## Отрывок документа
--- --- ---

Мы разговаривали со многими священниками, чтобы выяснить такой тонкий момент – как должно поступать с преступниками, признавшимися на исповеди в своих преступлениях. Кто-то говорил, что да, в этом случае можно сделать исключение и сдать их властям, а кто-то утверждал, что нет, ни при каких обстоятельствах. И для нас было важно, что исполнитель роли священника Владимир Мишуков принял вторую точку зрения.
В самом деле, если допустить появление какого-то «пункта», то вера теряет свойства незыблемой энергии и превращается в некий свод законов, в который можно вносить поправки. А то, что становится постулатом, перестаёт быть верой. Как только мы подвергаем веру сомнению, мы разрушаем тот коридор, по которому идёт обмен энергиями: раз человек пришёл на исповедь, значит, в нём что-то произошло, и он хочет развернуться в другую сторону – к свету. Именно поэтому священник идёт к убийце домой, чтобы помочь ему продолжить работу по продвижению к свету. Человек, для которого свет потерян, никогда не придёт на исповедь.
– Как по-вашему обстоят дела с верой в нашем обществе? Не преобладает ли внешнее поклонение ритуалам над истинной верой?
Н. Н.: Кто истинно верует – тот верует, а кто-то, конечно, ограничивается соблюдением внешних правил. Но в то же время в обществе наблюдается сильное наступление на церковь. Столкнувшись порой с не очень правильным поведением клириков, люди от многого отказываются и выплёскивают вместе с водой ребёнка. Вообще разувериваются в церкви, а она-то ни в чем не виновата. По-моему, Андрей Кураев говорил, что из 13 апостолов один будет Иуда – вечная пропорция. Хотя ритуальные вещи тоже многих смущают, и я понимаю неверующих людей или отрицающих церковь, потому что многие мои знакомые сталкивались, к сожалению, с фарисейством. Говорить об этом больно, потому что это – неправда о церкви.
Н. Н.: Среди
священников бытует мнение, что не обошлось тут без воли Божьей, потому
что в XIX веке наблюдался большой формализм в отношении церкви:
например, без справок о причастии людей не допускали до работы.
Считается, что именно фарисейство вызвало гнев Божий, потому что в
Ветхом Завете Господь очень часто говорит избранному народу Израиля:
«Если не будете ко мне относиться, как подобает, нашлю на вас страшные
беды, разрушу вас». А в истории израильского народа действительно очень
часто бывало так, что за какие-то грехи Господь попускал страшные
бедствия на уровне катастроф, когда люди думали, что больше не
восстанут, но благодаря праведникам поднимались вновь.– До сих
пор остаётся открытым вопрос для нас самих, живущих в России, как могло
такое произойти, когда люди после 17-го года массово стали разрушать
церкви?
Разрушение церквей можно связать ещё и с очищением церкви от недолжных людей. На самом деле, все иуды отпали, а все праведники остались. Такого количества новомучеников, какое появилось в те годы в России, трудно представить. Миру были явлены удивительные святые. Это, конечно, страшный катаклизм, но, мне кажется, это была и воля Божья, Господь кого любит, того и бьёт, я верю, что он любит Россию и поэтому шарахнул по нам так сильно.

--- --- ---

## Приведённые записи

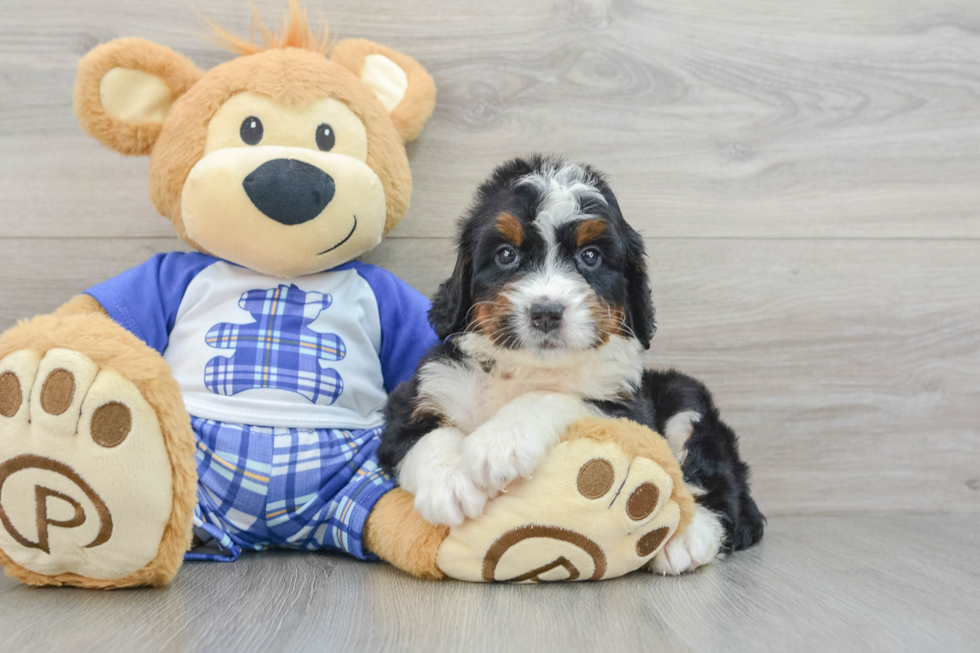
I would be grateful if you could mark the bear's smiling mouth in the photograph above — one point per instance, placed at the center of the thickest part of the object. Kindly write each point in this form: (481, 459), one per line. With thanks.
(346, 238)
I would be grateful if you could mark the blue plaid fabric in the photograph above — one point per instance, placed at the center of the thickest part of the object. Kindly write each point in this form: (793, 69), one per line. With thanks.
(278, 350)
(296, 488)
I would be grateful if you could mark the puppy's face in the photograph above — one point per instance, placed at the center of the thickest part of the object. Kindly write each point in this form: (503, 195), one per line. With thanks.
(546, 264)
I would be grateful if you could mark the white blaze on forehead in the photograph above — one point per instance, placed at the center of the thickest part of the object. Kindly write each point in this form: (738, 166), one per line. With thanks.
(562, 190)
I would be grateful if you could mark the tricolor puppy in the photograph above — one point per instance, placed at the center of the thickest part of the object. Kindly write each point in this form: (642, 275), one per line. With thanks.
(544, 321)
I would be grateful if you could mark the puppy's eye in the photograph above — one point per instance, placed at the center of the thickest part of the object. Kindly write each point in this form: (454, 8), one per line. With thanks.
(506, 257)
(251, 131)
(325, 138)
(590, 258)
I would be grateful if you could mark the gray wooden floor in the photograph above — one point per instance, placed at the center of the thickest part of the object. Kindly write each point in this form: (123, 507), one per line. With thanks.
(807, 177)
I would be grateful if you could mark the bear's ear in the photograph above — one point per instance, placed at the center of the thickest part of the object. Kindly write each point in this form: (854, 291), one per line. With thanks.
(124, 91)
(401, 83)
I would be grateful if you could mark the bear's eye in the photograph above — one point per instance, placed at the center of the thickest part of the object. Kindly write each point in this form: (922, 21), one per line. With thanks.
(325, 139)
(251, 130)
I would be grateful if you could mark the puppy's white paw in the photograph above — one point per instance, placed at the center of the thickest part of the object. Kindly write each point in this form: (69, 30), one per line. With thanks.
(695, 547)
(447, 496)
(501, 451)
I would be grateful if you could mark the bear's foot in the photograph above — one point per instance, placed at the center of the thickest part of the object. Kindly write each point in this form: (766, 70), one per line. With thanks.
(601, 504)
(87, 488)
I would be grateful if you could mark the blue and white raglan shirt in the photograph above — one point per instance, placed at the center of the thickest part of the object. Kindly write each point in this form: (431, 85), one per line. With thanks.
(286, 382)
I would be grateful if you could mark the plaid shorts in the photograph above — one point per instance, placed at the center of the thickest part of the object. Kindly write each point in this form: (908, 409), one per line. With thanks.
(266, 486)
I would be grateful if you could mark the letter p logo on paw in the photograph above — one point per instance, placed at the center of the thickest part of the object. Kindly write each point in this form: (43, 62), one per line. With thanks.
(42, 494)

--- --- ---

## Суть задания
Переведите на английский язык предложение из отрывка о вере и исповеди: «Человек, для которого свет потерян, никогда не придёт на исповедь».

## Ответ
A person for whom the light is lost will never come to confession.